What to work on:
Copy every record word for word.
▶
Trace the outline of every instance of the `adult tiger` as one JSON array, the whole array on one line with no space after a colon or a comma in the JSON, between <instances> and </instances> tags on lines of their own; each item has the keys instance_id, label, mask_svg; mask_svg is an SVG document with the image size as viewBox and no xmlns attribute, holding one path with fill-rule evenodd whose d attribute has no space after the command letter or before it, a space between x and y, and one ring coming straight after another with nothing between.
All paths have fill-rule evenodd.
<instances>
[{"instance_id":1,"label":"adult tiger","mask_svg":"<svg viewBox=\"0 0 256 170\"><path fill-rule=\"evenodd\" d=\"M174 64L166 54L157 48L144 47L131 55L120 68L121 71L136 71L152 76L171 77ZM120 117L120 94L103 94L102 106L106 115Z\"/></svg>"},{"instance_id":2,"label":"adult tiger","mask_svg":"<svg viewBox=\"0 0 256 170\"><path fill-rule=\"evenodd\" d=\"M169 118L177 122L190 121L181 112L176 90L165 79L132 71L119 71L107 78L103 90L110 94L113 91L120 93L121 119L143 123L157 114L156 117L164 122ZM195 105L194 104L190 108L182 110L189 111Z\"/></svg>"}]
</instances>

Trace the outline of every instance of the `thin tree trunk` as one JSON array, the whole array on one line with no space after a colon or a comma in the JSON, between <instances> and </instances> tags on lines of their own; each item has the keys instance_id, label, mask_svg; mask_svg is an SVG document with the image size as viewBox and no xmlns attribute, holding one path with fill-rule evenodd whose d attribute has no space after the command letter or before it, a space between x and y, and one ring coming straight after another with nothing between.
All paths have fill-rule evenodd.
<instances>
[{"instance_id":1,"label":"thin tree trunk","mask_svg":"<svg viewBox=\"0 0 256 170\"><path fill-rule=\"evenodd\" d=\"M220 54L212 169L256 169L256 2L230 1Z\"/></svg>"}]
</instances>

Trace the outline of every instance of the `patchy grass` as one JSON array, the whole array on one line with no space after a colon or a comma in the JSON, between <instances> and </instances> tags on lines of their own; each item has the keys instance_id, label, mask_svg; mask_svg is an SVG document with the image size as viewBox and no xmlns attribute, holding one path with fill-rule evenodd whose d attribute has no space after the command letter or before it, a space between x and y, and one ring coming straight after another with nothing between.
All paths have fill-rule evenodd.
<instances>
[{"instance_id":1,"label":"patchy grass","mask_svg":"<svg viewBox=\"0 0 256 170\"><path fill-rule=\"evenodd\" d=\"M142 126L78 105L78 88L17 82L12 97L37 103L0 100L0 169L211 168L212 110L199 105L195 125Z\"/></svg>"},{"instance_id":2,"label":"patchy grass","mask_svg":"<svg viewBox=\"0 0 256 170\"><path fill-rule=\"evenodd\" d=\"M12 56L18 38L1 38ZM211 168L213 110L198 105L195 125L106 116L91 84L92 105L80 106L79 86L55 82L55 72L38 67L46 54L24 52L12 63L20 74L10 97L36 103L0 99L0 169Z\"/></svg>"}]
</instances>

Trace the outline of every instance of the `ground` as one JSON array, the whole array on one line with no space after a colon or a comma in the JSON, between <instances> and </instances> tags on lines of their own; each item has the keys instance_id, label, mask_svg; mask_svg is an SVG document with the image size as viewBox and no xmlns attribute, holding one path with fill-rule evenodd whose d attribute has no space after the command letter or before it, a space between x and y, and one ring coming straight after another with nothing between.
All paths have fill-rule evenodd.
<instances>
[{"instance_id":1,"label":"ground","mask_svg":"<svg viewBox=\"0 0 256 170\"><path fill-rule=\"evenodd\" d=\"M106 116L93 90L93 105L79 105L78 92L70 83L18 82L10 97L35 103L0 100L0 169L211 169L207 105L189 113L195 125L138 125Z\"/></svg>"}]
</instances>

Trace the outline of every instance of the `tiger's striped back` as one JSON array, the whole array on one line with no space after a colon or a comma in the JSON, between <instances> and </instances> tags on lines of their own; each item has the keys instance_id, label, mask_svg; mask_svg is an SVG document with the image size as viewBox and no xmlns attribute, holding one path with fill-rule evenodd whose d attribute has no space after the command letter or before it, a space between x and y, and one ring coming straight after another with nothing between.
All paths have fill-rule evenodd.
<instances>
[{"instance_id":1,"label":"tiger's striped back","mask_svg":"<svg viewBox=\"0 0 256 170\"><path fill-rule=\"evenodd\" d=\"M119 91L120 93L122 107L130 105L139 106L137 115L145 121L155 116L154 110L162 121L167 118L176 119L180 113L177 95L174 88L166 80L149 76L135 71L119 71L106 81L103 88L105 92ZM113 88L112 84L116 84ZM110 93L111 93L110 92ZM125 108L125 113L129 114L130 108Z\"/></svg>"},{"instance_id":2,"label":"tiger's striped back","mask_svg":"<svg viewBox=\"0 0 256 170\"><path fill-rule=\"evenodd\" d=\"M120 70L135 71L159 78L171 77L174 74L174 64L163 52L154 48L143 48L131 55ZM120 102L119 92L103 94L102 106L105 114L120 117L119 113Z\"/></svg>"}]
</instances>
◀
Full answer:
Trace the outline of every instance of the `adult tiger` as one JSON array, the whole array on one line with no space after a colon or a comma in the JSON, between <instances> and </instances> tags on lines of their own; each item has the keys instance_id, label, mask_svg; mask_svg is an SVG document with the image size as viewBox and no xmlns attribute, holding one path with fill-rule evenodd whose d attribute has no space after the command letter or before it, a space between x and y, and one ring coming straight after another with nothing between.
All paths have fill-rule evenodd.
<instances>
[{"instance_id":1,"label":"adult tiger","mask_svg":"<svg viewBox=\"0 0 256 170\"><path fill-rule=\"evenodd\" d=\"M174 64L166 54L157 48L144 47L131 55L120 68L121 71L136 71L152 76L171 77ZM120 117L120 94L103 94L102 106L106 115Z\"/></svg>"},{"instance_id":2,"label":"adult tiger","mask_svg":"<svg viewBox=\"0 0 256 170\"><path fill-rule=\"evenodd\" d=\"M169 118L177 122L190 121L181 112L176 90L165 79L132 71L119 71L107 78L103 90L110 94L113 91L120 93L121 119L143 123L157 114L156 117L164 122ZM195 105L194 104L190 108L182 110L189 111Z\"/></svg>"}]
</instances>

Trace the outline of every instance of the `thin tree trunk` as one JSON array, the whole array on one line with no space after a colon or a comma in the JSON, between <instances> and </instances> tags on lines of their own; each item has the keys instance_id, label, mask_svg; mask_svg is an SVG document with the image size as viewBox and no xmlns attribute, holding one path with fill-rule evenodd whose d attribute has no space after the command letter or before it, a space between x and y, and one ring coming straight after another with nothing between.
All paths have fill-rule evenodd.
<instances>
[{"instance_id":1,"label":"thin tree trunk","mask_svg":"<svg viewBox=\"0 0 256 170\"><path fill-rule=\"evenodd\" d=\"M220 54L212 169L256 169L256 2L230 1Z\"/></svg>"}]
</instances>

Trace the outline of every instance of the `patchy grass` as one JSON array, the whole array on one line with no space after a colon or a comma in the JSON, between <instances> and </instances> tags on lines of their own; each item has the keys instance_id, label, mask_svg; mask_svg is an SVG document with the image size as viewBox and no xmlns attribute, holding one path with fill-rule evenodd whose d attribute has no space after the command letter or before it, a space between x and y, and one ring coming straight after another with nothing between.
All paths have fill-rule evenodd.
<instances>
[{"instance_id":1,"label":"patchy grass","mask_svg":"<svg viewBox=\"0 0 256 170\"><path fill-rule=\"evenodd\" d=\"M142 126L78 105L78 88L17 82L12 97L37 103L0 100L0 169L211 168L212 110L199 105L195 125Z\"/></svg>"},{"instance_id":2,"label":"patchy grass","mask_svg":"<svg viewBox=\"0 0 256 170\"><path fill-rule=\"evenodd\" d=\"M12 56L18 38L1 38ZM211 168L213 110L198 105L195 125L106 116L91 84L92 105L80 106L79 86L55 82L55 72L38 67L46 54L24 52L12 63L20 74L10 97L36 103L0 99L0 169Z\"/></svg>"}]
</instances>

Trace the outline of every instance of the `ground` as one JSON array, the whole array on one line with no space after a colon or a comma in the JSON, between <instances> and </instances> tags on lines of their own; each item has the keys instance_id, label, mask_svg; mask_svg is an SVG document with the image size as viewBox and no xmlns attribute, holding one path with fill-rule evenodd whose d attribute has no space after the command letter or before it, a space between x and y, and one ring coming straight after another with nothing between.
All paths have fill-rule evenodd.
<instances>
[{"instance_id":1,"label":"ground","mask_svg":"<svg viewBox=\"0 0 256 170\"><path fill-rule=\"evenodd\" d=\"M106 116L93 90L93 105L79 105L78 92L70 83L18 82L10 97L35 103L0 100L0 169L211 169L207 105L189 113L195 125L138 125Z\"/></svg>"}]
</instances>

Trace the outline of every instance of the `tiger's striped back` as one JSON array, the whole array on one line with no space after a colon or a comma in the JSON, between <instances> and </instances> tags on lines of their own; each item has the keys instance_id, label, mask_svg; mask_svg is an SVG document with the image size as viewBox and no xmlns attribute, holding one path with fill-rule evenodd whose d attribute has no space after the command letter or before it, a space between x and y, and one ring coming straight after another with nothing between.
All paths have fill-rule evenodd.
<instances>
[{"instance_id":1,"label":"tiger's striped back","mask_svg":"<svg viewBox=\"0 0 256 170\"><path fill-rule=\"evenodd\" d=\"M119 91L120 93L122 107L130 105L139 106L137 115L145 121L155 116L154 110L162 121L167 118L176 119L180 113L177 95L174 88L166 80L149 76L135 71L119 71L106 81L103 88L105 92ZM113 88L112 84L116 84ZM110 93L111 93L110 92ZM125 108L125 113L129 114L130 108Z\"/></svg>"},{"instance_id":2,"label":"tiger's striped back","mask_svg":"<svg viewBox=\"0 0 256 170\"><path fill-rule=\"evenodd\" d=\"M120 70L135 71L159 78L171 77L174 74L174 64L163 52L154 48L143 48L131 55ZM120 102L119 92L103 94L102 106L105 114L120 117L119 113Z\"/></svg>"}]
</instances>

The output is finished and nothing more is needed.